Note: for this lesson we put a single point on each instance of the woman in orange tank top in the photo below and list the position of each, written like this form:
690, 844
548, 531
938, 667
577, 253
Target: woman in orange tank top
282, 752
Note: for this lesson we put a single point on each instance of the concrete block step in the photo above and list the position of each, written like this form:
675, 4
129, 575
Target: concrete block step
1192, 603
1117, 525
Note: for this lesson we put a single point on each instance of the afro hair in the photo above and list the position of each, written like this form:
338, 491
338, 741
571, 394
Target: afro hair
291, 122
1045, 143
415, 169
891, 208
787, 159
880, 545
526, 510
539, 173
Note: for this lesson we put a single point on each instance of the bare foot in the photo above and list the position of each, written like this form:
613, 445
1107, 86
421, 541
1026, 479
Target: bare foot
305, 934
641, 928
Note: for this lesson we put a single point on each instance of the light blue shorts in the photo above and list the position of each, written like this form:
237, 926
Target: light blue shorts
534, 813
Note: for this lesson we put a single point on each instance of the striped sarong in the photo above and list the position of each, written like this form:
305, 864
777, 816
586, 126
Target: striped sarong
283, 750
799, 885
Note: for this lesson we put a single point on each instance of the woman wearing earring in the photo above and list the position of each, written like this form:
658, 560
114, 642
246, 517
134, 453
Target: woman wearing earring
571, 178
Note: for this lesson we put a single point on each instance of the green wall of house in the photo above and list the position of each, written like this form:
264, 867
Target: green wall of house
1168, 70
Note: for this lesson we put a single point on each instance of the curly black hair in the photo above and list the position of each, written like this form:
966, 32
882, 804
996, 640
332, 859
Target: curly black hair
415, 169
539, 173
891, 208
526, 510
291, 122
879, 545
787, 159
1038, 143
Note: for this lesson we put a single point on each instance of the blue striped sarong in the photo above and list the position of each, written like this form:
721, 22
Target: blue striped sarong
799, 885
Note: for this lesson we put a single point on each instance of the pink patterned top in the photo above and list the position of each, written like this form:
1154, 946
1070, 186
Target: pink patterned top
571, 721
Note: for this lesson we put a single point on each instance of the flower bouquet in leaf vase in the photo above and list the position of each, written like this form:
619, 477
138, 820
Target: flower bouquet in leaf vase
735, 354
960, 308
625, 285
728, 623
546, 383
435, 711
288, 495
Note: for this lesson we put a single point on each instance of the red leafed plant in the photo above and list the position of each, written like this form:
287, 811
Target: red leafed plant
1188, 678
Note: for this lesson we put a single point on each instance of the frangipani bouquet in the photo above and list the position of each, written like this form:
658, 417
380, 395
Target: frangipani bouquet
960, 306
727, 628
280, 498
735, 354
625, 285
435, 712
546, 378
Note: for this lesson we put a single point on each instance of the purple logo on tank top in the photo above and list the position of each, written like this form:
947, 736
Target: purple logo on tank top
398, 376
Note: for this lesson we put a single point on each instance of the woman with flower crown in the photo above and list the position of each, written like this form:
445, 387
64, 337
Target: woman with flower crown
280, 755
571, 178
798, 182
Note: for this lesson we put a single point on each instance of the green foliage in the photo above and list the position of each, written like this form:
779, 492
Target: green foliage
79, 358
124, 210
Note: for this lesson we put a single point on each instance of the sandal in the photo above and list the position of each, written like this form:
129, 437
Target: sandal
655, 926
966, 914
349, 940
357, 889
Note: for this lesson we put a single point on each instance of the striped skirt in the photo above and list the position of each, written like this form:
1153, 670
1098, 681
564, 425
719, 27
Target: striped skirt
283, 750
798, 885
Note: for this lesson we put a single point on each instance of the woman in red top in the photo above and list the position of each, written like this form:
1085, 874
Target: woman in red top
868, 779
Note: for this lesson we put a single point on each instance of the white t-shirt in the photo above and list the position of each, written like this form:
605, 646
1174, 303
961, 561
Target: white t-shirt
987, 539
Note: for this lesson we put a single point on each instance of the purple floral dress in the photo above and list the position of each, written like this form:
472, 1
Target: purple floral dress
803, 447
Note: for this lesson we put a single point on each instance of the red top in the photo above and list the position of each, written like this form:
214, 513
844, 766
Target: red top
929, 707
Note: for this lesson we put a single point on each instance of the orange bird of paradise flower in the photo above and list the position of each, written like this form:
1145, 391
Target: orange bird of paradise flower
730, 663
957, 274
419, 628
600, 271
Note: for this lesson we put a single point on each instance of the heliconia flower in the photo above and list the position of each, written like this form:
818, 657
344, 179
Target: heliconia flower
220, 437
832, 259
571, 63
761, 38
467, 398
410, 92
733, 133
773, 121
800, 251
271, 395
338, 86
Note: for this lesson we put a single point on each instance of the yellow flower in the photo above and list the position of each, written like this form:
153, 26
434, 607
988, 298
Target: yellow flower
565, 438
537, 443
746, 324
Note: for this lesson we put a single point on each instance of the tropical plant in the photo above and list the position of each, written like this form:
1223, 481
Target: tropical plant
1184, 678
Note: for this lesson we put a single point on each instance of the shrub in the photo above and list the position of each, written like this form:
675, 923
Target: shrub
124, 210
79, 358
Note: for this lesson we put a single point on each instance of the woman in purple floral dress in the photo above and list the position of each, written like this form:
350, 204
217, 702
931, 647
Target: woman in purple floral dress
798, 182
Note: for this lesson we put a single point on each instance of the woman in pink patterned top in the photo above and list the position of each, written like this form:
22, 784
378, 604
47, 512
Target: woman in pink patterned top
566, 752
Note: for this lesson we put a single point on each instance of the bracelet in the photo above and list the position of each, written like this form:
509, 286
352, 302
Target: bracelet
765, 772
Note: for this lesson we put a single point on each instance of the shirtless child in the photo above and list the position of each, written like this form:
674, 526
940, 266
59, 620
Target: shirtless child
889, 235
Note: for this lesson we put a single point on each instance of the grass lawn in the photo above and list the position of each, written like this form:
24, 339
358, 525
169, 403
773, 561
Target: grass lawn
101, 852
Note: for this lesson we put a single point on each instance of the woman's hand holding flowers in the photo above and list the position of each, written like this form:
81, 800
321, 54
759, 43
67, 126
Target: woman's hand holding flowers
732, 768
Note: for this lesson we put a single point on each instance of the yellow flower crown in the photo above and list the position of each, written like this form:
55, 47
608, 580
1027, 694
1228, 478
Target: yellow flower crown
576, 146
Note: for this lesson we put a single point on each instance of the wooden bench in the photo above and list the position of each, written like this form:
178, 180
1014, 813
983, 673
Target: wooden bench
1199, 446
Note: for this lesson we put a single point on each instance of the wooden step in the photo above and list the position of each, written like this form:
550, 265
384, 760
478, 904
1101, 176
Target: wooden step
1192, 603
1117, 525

□ □ □ □

Print the listing above in its entirety, with every line exact.

Note: for this lesson we put a single point on each instance of the woman in orange tank top in the photo below and list the position of each, written like this form:
690, 844
548, 531
938, 667
577, 253
Target: woman in orange tank top
282, 752
Note: for this lesson we put a single point on each instance of the concrete block step in the photo above and list the position of each, written like this form:
675, 4
129, 575
Target: concrete block step
1192, 603
1117, 525
Note: for this lesson we put a single point on each instance of the afro hair in the photo above and list the position of each, written like this form:
338, 491
338, 741
571, 394
Target: afro hair
291, 122
1045, 143
415, 169
891, 208
787, 159
880, 545
526, 510
539, 173
Note: for this lesson we put a single point on each instance of the bare foot in the photo above and list the position of each, written like this form:
613, 445
1107, 86
421, 541
1026, 479
Target: bare foot
305, 934
641, 928
Note: for this lesson we put a single point on each instance of the light blue shorts in the photo above and list the position of each, written like this form:
237, 926
Target: light blue shorts
534, 813
Note: for this lesson we put a single point on each instance of the striped sarong in the photo above and list the position of each, written like this form:
305, 864
777, 816
586, 126
Target: striped sarong
283, 750
799, 885
Note: for this lesson we put a single point on each instance of the woman wearing earring in the photo above and list the position of each, written like this form:
658, 560
114, 642
246, 517
134, 453
Target: woman wearing earring
571, 178
Note: for this lesson we put a single point on each instance of the green wall of house in the photo above and list the position of each, written like this form:
264, 867
Target: green wall of house
1168, 70
Note: for this lesson we put a single point on each instance of the curly black hair in the photo above and list the position of each, written like this form:
966, 32
882, 804
996, 640
332, 859
Target: curly black hair
415, 169
539, 173
891, 208
526, 510
291, 122
879, 545
787, 159
1038, 143
Note: for this lesson we put a single point on each instance of the blue striped sarong in the photo above and list the position of each, written like this form:
721, 22
Target: blue striped sarong
799, 885
Note: for this lesson we put a single point on each instance of the pink patterned top in the photo above and list the position of each, written like this form:
1154, 946
1070, 186
Target: pink patterned top
571, 721
Note: for this lesson we put a single point on each instance of the flower bouquet in leaf vase in the photo above and list the position of each, written like this form:
619, 477
138, 820
Target: flower bouquet in leaf vase
735, 354
960, 308
625, 285
728, 623
546, 383
435, 711
288, 495
Note: for this lesson we put a single point on each instance of the red leafed plant in the photo above and list the position of each, written like this form:
287, 811
Target: red leafed plant
1188, 678
Note: for this lesson we put a single point on each instance of the frangipani bouquet in the photo above and list the position of each, written like this form:
658, 417
380, 395
Target: frangipani bouquet
960, 306
727, 628
280, 498
735, 354
625, 285
435, 712
546, 378
Note: for this lesson we put a single point on each instance of the purple logo on tank top in the photo above and list the position of each, written like this form:
947, 736
Target: purple logo on tank top
398, 376
Note: for this lesson we put a single point on each instance of the woman with flower crown in the photo above and list the position of each, written like this form:
445, 387
64, 337
Target: woman with flower crown
280, 755
571, 178
798, 182
Note: for this lesson we put a single point on each instance of the green foliage in the photo above and list the position of each, written like this form:
779, 492
Target: green foliage
79, 358
124, 210
Note: for this lesson we put a single point on each instance of the sandal in the photo above and list the position of each, written like this form:
129, 437
Target: sandal
655, 926
966, 914
349, 940
357, 889
Note: for this lesson we put a single point on each instance of the striped skirt in the photo above and list the position of each, written like this form:
1153, 670
1098, 681
564, 425
719, 27
Target: striped skirt
283, 750
798, 885
Note: for this lesson we put a single point on each instance of the woman in red top in the photo above and list the position of each, written like this form:
1085, 874
Target: woman in red top
868, 779
Note: for this lesson we put a single point on each instance of the white t-shirt in the photo above and list the position of each, written like this form:
605, 646
1174, 303
961, 561
Target: white t-shirt
987, 539
Note: for this lesson we put a single point on each instance of the purple floral dress in the photo above and list the position of each, written like this form:
472, 1
Target: purple floral dress
803, 447
Note: for this lesson we put a single point on each instance of the red top in the photo above and list the position of each, written like this form:
214, 513
844, 766
Target: red top
929, 707
Note: for this lesson we put a single point on each instance of the orange bird of paradise flower in the photo above and list the position of each, written like this form:
1145, 391
Target: orange bird of paradise flower
730, 663
957, 274
419, 628
600, 271
Note: for this lesson we put a single point on each instance of the heliconia flower in the photo above and list the position of each, written like this form:
818, 657
344, 179
Target: heliconia flower
220, 437
832, 259
571, 63
761, 38
467, 398
410, 92
733, 133
773, 121
800, 251
271, 395
338, 86
Note: for this lesson we put a single point on each instance of the yellow flower in the photo above and list the position of each, written like this form:
153, 26
434, 607
988, 298
Target: yellow flower
565, 438
537, 443
746, 324
Note: for this lesson we put a single point on each instance of the tropical plant in the photo above and list the position of each, written like this form:
1223, 481
Target: tropical plant
1184, 678
Note: for this lesson we put a single point on each instance of the shrub in the photo above and list the position of each, written like this form:
675, 923
Target: shrub
124, 210
79, 358
Note: for this lesson we put a single point on each instance of the woman in purple floral dress in the photo above and list the position of each, written like this form:
350, 204
217, 702
931, 647
Target: woman in purple floral dress
798, 182
Note: for this lesson we put a single point on each instance of the woman in pink patterned top in the photo above and list the position of each, written like this form:
22, 784
378, 604
47, 512
Target: woman in pink patterned top
566, 752
Note: for this lesson we put a single point on each instance of the bracelet in the photo above and list the position of each, written like this form:
509, 286
352, 302
Target: bracelet
765, 772
Note: for this lesson we put a single point on each instance of the shirtless child in the photo above and list the position of each, written like this form:
674, 526
940, 266
59, 620
Target: shirtless child
889, 235
Note: for this lesson we put a single point on each instance of the grass lawn in the photo above and list the position of each, written like this form:
24, 339
358, 525
169, 403
773, 561
Target: grass lawn
101, 852
Note: for this lesson we put a single point on each instance of the woman's hand holding flowers in the photo above and list the position of each, written like this form:
81, 800
321, 54
759, 43
67, 126
Target: woman's hand holding flowers
732, 768
Note: for this lesson we put a single point on each instance of the yellow flower crown in the photo above and list the position of each, written like this form:
55, 47
608, 580
1027, 694
1228, 478
Target: yellow flower crown
576, 146
Note: for this lesson we put a single point on each instance of the wooden bench in the photo above and list the position of each, written like this form:
178, 180
1014, 813
983, 673
Target: wooden bench
1199, 446
Note: for this lesson we put a single point on each instance of the wooden step in the photo above and list the position of each, written like this form:
550, 265
384, 760
478, 904
1101, 176
Target: wooden step
1192, 603
1117, 525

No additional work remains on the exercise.